**DIRECTIONS FOR THIS TASK**
Copy every line of the items below word for word, omitting the pictures.

━━━━━━━━━━━━━━━━━━━━━━━━━━━━━━

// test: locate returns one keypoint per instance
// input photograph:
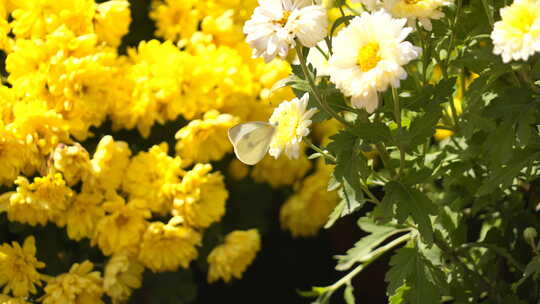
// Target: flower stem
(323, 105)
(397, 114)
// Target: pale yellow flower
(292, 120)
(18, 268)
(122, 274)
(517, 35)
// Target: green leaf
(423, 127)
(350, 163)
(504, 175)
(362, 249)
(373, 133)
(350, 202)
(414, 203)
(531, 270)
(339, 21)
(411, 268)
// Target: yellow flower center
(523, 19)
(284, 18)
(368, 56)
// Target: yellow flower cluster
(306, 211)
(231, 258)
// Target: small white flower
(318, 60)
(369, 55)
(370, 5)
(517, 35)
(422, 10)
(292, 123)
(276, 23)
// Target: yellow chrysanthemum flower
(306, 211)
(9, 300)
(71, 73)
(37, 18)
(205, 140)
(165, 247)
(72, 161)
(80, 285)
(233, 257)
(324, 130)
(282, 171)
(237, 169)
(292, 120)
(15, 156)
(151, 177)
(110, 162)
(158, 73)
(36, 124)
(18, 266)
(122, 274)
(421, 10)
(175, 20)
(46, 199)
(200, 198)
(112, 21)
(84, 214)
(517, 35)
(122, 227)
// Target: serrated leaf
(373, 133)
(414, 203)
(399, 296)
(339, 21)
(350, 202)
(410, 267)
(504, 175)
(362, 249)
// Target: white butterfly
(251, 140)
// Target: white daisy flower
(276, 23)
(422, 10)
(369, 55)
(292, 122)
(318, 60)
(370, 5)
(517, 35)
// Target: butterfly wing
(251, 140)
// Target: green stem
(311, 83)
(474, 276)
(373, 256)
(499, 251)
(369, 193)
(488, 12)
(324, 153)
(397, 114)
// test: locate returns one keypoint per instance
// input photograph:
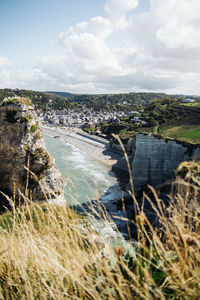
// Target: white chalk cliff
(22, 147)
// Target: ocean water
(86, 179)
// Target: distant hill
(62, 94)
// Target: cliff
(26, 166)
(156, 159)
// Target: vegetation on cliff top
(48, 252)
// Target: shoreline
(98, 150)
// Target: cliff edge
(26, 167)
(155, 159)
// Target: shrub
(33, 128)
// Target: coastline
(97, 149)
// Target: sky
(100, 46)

━━━━━━━━━━━━━━━━━━━━━━━━━━━━━━

**RESULT FOR THIS EXERCISE**
// test: locate returns one keypoint per instance
// input photograph:
// Target: flower stem
(323, 105)
(397, 114)
// Target: pale yellow flower
(292, 120)
(18, 268)
(122, 274)
(517, 35)
// Target: green leaf
(423, 127)
(350, 163)
(504, 175)
(362, 249)
(373, 133)
(350, 202)
(414, 203)
(531, 270)
(339, 21)
(411, 268)
// Target: yellow flower center
(523, 19)
(284, 18)
(368, 56)
// Target: yellow flower cluster
(306, 211)
(231, 258)
// Target: small white flower
(318, 60)
(369, 55)
(370, 5)
(517, 35)
(422, 10)
(292, 123)
(276, 23)
// Target: yellow chrysanthemum flower
(306, 211)
(9, 300)
(71, 73)
(37, 18)
(205, 140)
(165, 247)
(72, 161)
(80, 285)
(233, 257)
(324, 130)
(282, 171)
(237, 169)
(292, 120)
(15, 156)
(151, 177)
(110, 162)
(158, 73)
(36, 124)
(18, 266)
(122, 274)
(421, 10)
(175, 20)
(46, 199)
(200, 198)
(112, 21)
(84, 214)
(517, 35)
(122, 227)
// Target: serrated leaf
(373, 133)
(414, 203)
(399, 296)
(339, 21)
(350, 202)
(410, 267)
(504, 175)
(362, 249)
// Target: white butterfly
(251, 140)
// Target: white daisy flower
(276, 23)
(422, 10)
(369, 55)
(292, 122)
(318, 60)
(370, 5)
(517, 35)
// Target: butterfly wing
(251, 140)
// Target: green stem
(311, 83)
(474, 276)
(373, 256)
(499, 251)
(369, 193)
(488, 12)
(324, 153)
(397, 114)
// test: locate returns one keypoint per instance
// input photograph:
// Target: white chalk cliff
(22, 147)
// Target: ocean water
(86, 179)
// Target: distant hill
(62, 94)
// Target: cliff
(26, 166)
(156, 159)
// Target: vegetation on cliff top
(48, 252)
// Target: shoreline
(98, 150)
// Target: cliff edge
(26, 167)
(155, 159)
// Target: shrub
(33, 128)
// Target: coastline
(97, 149)
// Target: sky
(100, 46)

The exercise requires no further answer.